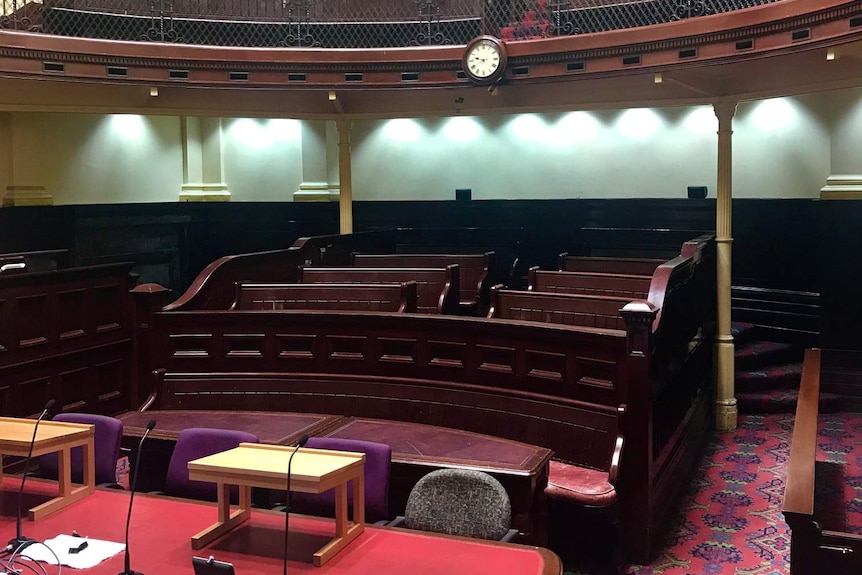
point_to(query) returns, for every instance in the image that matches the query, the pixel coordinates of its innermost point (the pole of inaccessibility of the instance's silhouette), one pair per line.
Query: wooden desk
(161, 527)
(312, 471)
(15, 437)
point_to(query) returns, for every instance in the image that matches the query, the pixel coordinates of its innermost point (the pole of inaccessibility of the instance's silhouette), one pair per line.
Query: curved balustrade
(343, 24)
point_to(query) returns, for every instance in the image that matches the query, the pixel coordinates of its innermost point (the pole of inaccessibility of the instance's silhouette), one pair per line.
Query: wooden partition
◇ ◇ ◇ ◇
* [Problem to solve]: From the first record to the last, restate everything exactly but omit the pictures.

* [Final answer]:
point_to(query) returns, for every instance in the image that matches the query, the pixel coordinates of its innermost point (the pole of inaccessibility of the instance's silhouette), one pair per line.
Query: wooden desk
(161, 527)
(312, 471)
(15, 437)
point_to(query) returns, for every instance in the image that matches the query, the pixel coordinates of its innermost point (the pole of inaccessibility of the instance's silhouette), one pair per line.
Query: curved balustrade
(343, 24)
point_to(query) returns, for every instance in the image that matches the query, the pixel coordinates of its innermost point (the pole of inaccessibility of the instance's silhouette), one pair per line.
Query: wooden partition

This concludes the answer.